— GOAL OF THE EXERCISE —
Can you transcribe every entry word for word, skipping the images?

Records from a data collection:
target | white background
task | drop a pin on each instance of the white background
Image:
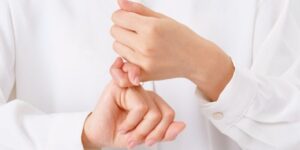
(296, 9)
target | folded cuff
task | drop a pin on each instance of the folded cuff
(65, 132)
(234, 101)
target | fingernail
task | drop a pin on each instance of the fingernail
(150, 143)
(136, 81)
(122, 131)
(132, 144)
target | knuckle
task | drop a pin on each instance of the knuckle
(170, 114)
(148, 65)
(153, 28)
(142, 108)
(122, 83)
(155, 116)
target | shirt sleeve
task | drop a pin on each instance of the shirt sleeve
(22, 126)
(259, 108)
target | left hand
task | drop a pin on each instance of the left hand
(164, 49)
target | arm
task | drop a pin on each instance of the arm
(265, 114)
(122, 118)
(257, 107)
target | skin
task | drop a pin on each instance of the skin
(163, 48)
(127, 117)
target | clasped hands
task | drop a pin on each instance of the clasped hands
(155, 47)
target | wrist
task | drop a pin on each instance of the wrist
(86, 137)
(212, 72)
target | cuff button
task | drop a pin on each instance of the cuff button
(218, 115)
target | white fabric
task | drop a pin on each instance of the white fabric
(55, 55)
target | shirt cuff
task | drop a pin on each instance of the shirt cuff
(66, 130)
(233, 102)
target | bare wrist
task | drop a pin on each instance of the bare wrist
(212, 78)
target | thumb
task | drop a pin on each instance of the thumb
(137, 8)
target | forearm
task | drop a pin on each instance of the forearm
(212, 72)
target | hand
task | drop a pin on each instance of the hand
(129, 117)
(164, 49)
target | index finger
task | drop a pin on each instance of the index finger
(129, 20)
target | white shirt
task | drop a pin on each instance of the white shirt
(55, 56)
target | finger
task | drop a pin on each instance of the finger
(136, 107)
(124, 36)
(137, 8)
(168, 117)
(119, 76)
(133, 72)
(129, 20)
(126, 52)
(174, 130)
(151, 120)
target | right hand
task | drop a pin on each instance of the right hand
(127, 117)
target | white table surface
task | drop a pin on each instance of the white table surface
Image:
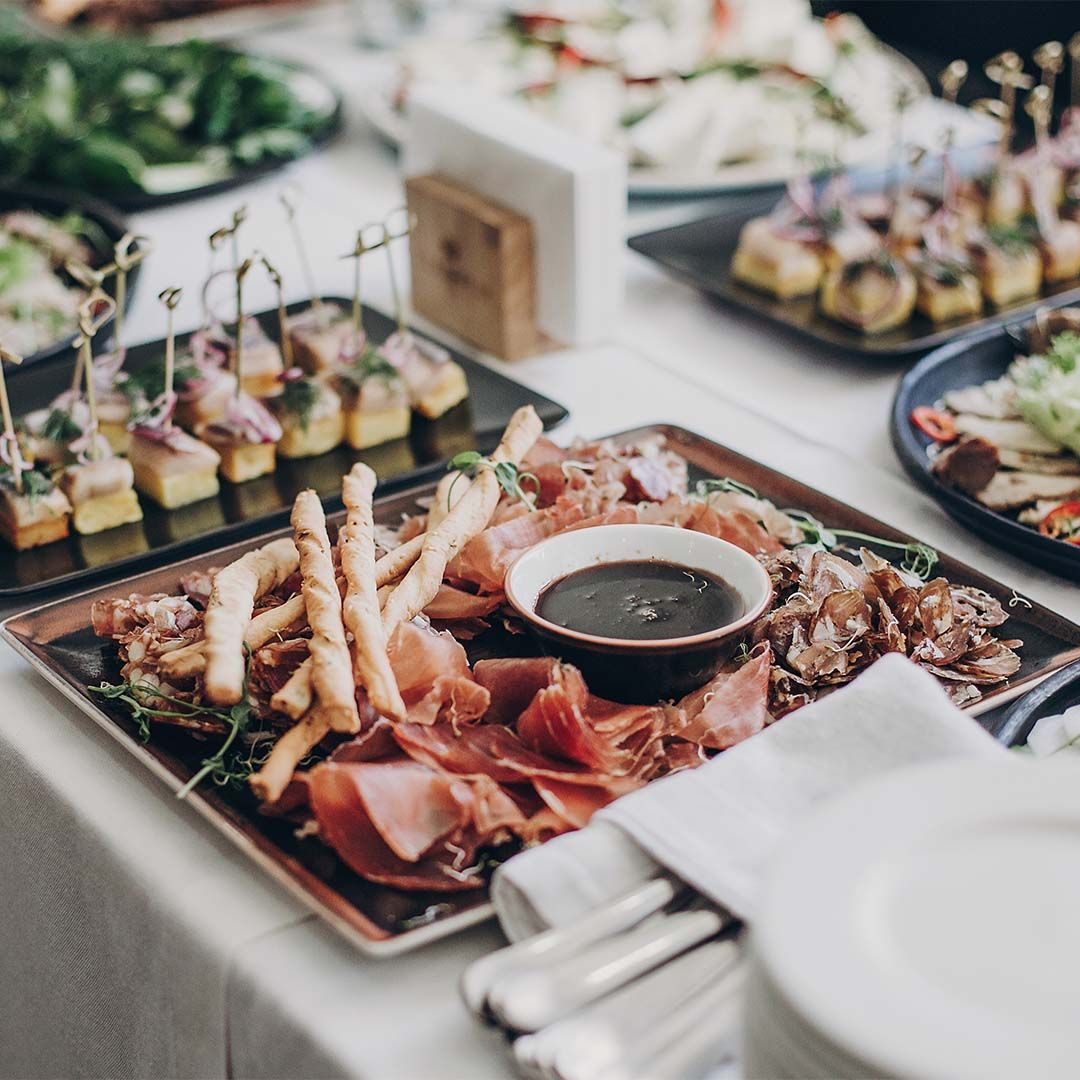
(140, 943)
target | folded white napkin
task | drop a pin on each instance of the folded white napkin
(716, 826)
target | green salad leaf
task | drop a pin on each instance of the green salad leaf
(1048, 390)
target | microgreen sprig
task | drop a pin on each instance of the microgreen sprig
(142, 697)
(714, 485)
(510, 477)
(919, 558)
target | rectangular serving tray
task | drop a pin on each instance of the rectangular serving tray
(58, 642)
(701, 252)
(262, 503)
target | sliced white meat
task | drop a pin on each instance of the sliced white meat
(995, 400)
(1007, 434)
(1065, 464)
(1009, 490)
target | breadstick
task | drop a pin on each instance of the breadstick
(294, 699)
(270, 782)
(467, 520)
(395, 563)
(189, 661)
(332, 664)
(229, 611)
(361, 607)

— RESPONSE BELOW —
target | white background
task | drop a pin on each instance of the white background
Image:
(296, 9)
target | folded cuff
task | drop a pin on each instance of the folded cuff
(65, 132)
(234, 101)
target | fingernail
task | drop a pin on each instance of the fingernail
(150, 143)
(136, 81)
(122, 131)
(132, 144)
target | knuckle
task | drop a pin on each instance of the knuckle
(170, 114)
(148, 65)
(153, 28)
(142, 108)
(122, 83)
(155, 116)
target | shirt sleeve
task | drop a pin on each instance of the shirt sleeve
(22, 126)
(259, 108)
target | left hand
task | drop a pin on each instance of the left hand
(164, 49)
target | arm
task | drop a pin on each instance of the arm
(265, 114)
(122, 118)
(257, 107)
target | skin
task | drop a pin on each instance of the skin
(163, 48)
(127, 117)
target | clasped hands
task | drop a pin on each instance of the clasped hands
(155, 47)
target | wrist
task | drop a pin on each instance of the wrist
(86, 137)
(212, 72)
target | cuff button
task | drop a pin on each instance of the cuff button
(218, 115)
target | white fabric
task | drop a pin on each instance of the white fabric
(55, 55)
target | shirt cuff
task | drop a pin on each instance of the shirt cuff
(66, 130)
(233, 102)
target | bare wrist
task | drop a pin on each instance of the bare wrist
(212, 78)
target | thumb
task | drop a pin on each instance of the thumb
(137, 8)
target | forearm
task | drop a pin on each instance of the forearm
(212, 72)
target | hand
task | drop a pin on each instance of the hand
(129, 117)
(164, 49)
target | index finger
task | drop a pin on each instance of the index finger
(129, 20)
target | white shirt
task | drop a pin on each instance of the white shirt
(55, 56)
target | finger
task | drop a pin on each instance of the finger
(136, 107)
(124, 36)
(137, 8)
(168, 117)
(119, 76)
(133, 72)
(129, 20)
(126, 52)
(174, 130)
(151, 120)
target | right hand
task | drop a pin on each instance of the right hand
(127, 117)
target | white table surface
task | drop a pin on each instance of the white table surface
Image:
(140, 943)
target | folded white napkin
task | drop a pin on each instance of the folded white napkin
(716, 826)
target | green salad leaf
task | drop a pin on each instance of the green salad leaf
(1048, 390)
target | microgreen sprig
task | drop a pin on each instance of the microgreen sprig
(142, 697)
(714, 485)
(510, 477)
(919, 558)
target | rectangular serving tray
task | drop a pin on each instance of the rectangular serving tray
(58, 642)
(701, 252)
(262, 503)
target | sliced white meat
task | drop a pin on each instance of the sliced white meat
(995, 400)
(1007, 434)
(1065, 464)
(1009, 490)
target | breadstick
task | drop a pin on each instance of the breadstick
(294, 699)
(270, 782)
(467, 520)
(395, 563)
(189, 661)
(332, 664)
(229, 611)
(361, 607)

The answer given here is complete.